PROMPT →
Images in the records should be skipped while the rest is transcribed verbatim.

---------------

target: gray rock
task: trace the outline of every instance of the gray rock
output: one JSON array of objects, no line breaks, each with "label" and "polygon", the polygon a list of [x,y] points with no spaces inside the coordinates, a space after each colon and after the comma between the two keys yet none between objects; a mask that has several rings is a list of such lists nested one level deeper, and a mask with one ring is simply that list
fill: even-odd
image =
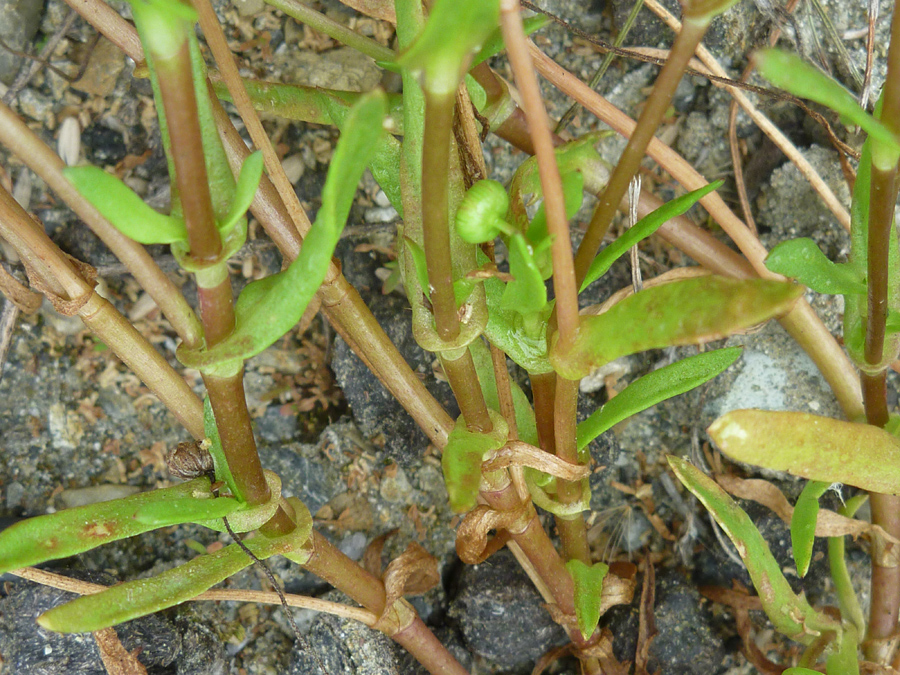
[{"label": "gray rock", "polygon": [[[41,24],[42,0],[0,0],[0,38],[10,47],[25,51]],[[0,50],[0,82],[11,84],[23,59]]]},{"label": "gray rock", "polygon": [[[90,576],[90,581],[114,582],[106,574]],[[32,675],[106,672],[91,635],[36,629],[34,622],[40,614],[75,597],[74,593],[30,582],[12,585],[12,592],[0,600],[0,654],[9,672]],[[141,648],[138,658],[148,668],[174,664],[182,649],[181,635],[159,615],[121,624],[116,627],[116,633],[125,649]],[[199,671],[194,672],[199,675]]]},{"label": "gray rock", "polygon": [[[635,598],[640,594],[641,585]],[[657,571],[653,616],[658,632],[650,643],[649,672],[717,675],[728,669],[727,652],[714,629],[709,605],[678,570]],[[613,650],[620,661],[634,660],[638,618],[635,601],[614,607],[603,619],[616,636]]]},{"label": "gray rock", "polygon": [[[348,601],[337,592],[325,598]],[[294,646],[289,675],[401,675],[391,639],[358,621],[321,614],[306,642]]]},{"label": "gray rock", "polygon": [[542,605],[531,580],[502,551],[463,568],[450,616],[476,654],[504,671],[531,672],[544,652],[568,640]]}]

---------------

TASK OUTPUT →
target: gray rock
task: trace the outline of every instance of the gray rock
output: one JSON array of objects, no line breaks, each with "label" and "polygon", the polygon a list of [x,y] points with no spaces inside the coordinates, a space after each colon and after the comma between the two keys yet none between objects; a mask that has several rings is a list of such lists nested one level deeper, and a mask with one ring is simply that list
fill: even-odd
image =
[{"label": "gray rock", "polygon": [[[41,24],[42,0],[0,0],[0,38],[10,47],[25,51]],[[0,50],[0,82],[11,84],[23,59]]]},{"label": "gray rock", "polygon": [[[90,576],[90,581],[114,582],[106,574]],[[32,675],[106,672],[91,635],[36,629],[34,622],[40,614],[75,597],[74,593],[30,582],[12,585],[12,592],[0,600],[0,654],[9,672]],[[141,648],[138,658],[148,668],[174,664],[182,649],[181,635],[159,615],[121,624],[116,627],[116,633],[125,649]],[[199,671],[194,672],[199,675]]]},{"label": "gray rock", "polygon": [[[635,598],[640,594],[641,585]],[[657,571],[653,616],[658,632],[650,643],[649,672],[717,675],[728,669],[727,652],[714,629],[709,605],[678,570]],[[613,650],[620,661],[634,660],[638,618],[635,601],[614,607],[603,619],[616,636]]]},{"label": "gray rock", "polygon": [[[348,601],[337,592],[325,598]],[[294,646],[289,675],[401,675],[391,639],[358,621],[321,614],[306,642]]]},{"label": "gray rock", "polygon": [[542,605],[531,580],[502,551],[463,568],[450,616],[476,654],[504,671],[531,672],[544,652],[568,640]]}]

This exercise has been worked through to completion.